■ **Material provided**
┄┄┄┄┄┄

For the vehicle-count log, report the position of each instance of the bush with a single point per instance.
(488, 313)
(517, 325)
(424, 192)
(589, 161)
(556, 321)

┄┄┄┄┄┄

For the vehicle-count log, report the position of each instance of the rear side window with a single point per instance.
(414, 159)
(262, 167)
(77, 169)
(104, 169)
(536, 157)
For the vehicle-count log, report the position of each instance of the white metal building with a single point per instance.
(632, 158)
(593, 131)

┄┄┄┄┄┄

■ **Exercise requirements**
Tally the lines in the records above that contain the word "report", and reply with the number alone.

■ **Written answer**
3